THE PROBLEM: An exact reproduction of all the entries is the expected answer.

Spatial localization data
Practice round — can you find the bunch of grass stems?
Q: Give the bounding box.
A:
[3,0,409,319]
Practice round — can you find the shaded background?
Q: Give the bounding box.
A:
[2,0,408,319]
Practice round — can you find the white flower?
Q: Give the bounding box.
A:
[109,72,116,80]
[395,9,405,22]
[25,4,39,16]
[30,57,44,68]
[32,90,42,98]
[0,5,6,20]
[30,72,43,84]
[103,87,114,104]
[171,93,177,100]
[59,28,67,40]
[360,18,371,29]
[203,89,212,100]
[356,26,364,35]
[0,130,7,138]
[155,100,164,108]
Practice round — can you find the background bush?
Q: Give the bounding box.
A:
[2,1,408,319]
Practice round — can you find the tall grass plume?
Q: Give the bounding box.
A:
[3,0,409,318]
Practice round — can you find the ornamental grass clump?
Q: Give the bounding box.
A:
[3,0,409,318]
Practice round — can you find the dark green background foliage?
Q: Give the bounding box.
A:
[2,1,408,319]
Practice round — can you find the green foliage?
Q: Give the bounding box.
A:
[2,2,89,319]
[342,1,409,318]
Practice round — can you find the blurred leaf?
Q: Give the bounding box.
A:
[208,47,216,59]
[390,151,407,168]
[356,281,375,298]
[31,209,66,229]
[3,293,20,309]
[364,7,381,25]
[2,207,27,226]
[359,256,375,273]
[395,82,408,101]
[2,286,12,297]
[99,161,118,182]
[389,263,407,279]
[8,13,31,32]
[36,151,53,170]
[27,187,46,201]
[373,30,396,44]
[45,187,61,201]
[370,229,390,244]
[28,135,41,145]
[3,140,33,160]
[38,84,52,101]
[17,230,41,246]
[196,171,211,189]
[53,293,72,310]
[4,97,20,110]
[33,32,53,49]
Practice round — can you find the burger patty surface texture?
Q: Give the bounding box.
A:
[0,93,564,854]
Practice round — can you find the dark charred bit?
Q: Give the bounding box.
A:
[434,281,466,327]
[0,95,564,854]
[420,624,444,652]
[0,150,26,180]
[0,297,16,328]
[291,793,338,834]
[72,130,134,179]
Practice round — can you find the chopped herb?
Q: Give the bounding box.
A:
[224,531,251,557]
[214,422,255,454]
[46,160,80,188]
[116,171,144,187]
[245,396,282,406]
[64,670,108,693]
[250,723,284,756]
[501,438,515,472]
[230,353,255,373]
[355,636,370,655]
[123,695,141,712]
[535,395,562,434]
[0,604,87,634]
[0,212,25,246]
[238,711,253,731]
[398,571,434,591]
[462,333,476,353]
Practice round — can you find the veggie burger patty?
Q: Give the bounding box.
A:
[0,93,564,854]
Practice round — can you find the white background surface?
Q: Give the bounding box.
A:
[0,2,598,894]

OUTPUT FOR THIS TASK:
Practice round — can you find the bunch of grass stems?
Q: Give the bounding box.
A:
[3,0,409,319]
Practice round — can you find the shaded background?
Q: Give the bounding box.
A:
[2,0,408,319]
Practice round — can you find the white flower?
Q: Give the bounding box.
A:
[109,72,116,80]
[395,9,405,22]
[25,4,39,16]
[30,57,44,68]
[32,90,42,98]
[0,5,6,20]
[30,72,43,84]
[103,87,114,104]
[171,93,177,100]
[59,28,67,40]
[360,18,371,29]
[203,89,212,100]
[356,26,364,35]
[0,130,7,138]
[155,100,164,108]
Practice round — can you find the background bush?
Q: Give the bounding box.
A:
[2,1,408,319]
Practice round — can you find the tall grass plume?
Q: Give the bounding box.
A:
[3,0,409,318]
Practice round — can you find the ornamental grass clump?
Q: Give the bounding box.
A:
[3,0,409,318]
Practice round — can you find the dark green background foliage?
Q: Give the bounding box.
A:
[2,1,408,319]
Practice round — can you find the green foliage?
Q: Give the bounding box.
A:
[2,2,89,319]
[342,1,409,318]
Practice round — can you find the blurred leaf?
Q: Give the bounding box.
A:
[208,47,216,59]
[390,151,407,168]
[356,281,375,298]
[31,209,66,229]
[3,293,20,309]
[364,7,381,25]
[2,207,27,226]
[359,256,375,273]
[395,82,408,101]
[2,286,12,297]
[99,161,118,182]
[389,263,407,279]
[8,13,31,32]
[36,151,53,170]
[27,187,46,201]
[373,30,396,44]
[45,187,61,201]
[370,229,390,244]
[28,135,41,145]
[3,140,33,160]
[38,84,52,101]
[17,230,41,246]
[196,171,211,189]
[53,293,72,310]
[4,97,20,110]
[33,32,53,49]
Practice round — can you find the burger patty surface texture?
Q: Give the bounding box.
A:
[0,93,564,854]
Practice round — can you find the dark charred bit?
Q: Give the bounding box.
A:
[434,281,466,327]
[0,95,564,854]
[420,624,444,652]
[0,150,26,180]
[0,297,16,328]
[291,793,338,834]
[72,130,134,179]
Practice round — can you find the chopped herb?
Q: Give the bounding box.
A:
[224,531,251,557]
[214,422,255,454]
[46,160,80,188]
[116,171,144,187]
[245,396,282,406]
[64,670,108,693]
[250,723,284,756]
[501,438,515,472]
[230,353,255,373]
[355,636,370,655]
[123,695,141,712]
[535,395,562,434]
[0,604,87,634]
[0,212,25,246]
[238,711,253,731]
[398,571,434,591]
[462,333,476,353]
Practice round — can you find the veggie burger patty?
Q: Give the bounding box.
A:
[0,93,564,854]
Practice round — can you find the white background surface?
Q: Give the bounding box.
A:
[0,2,598,894]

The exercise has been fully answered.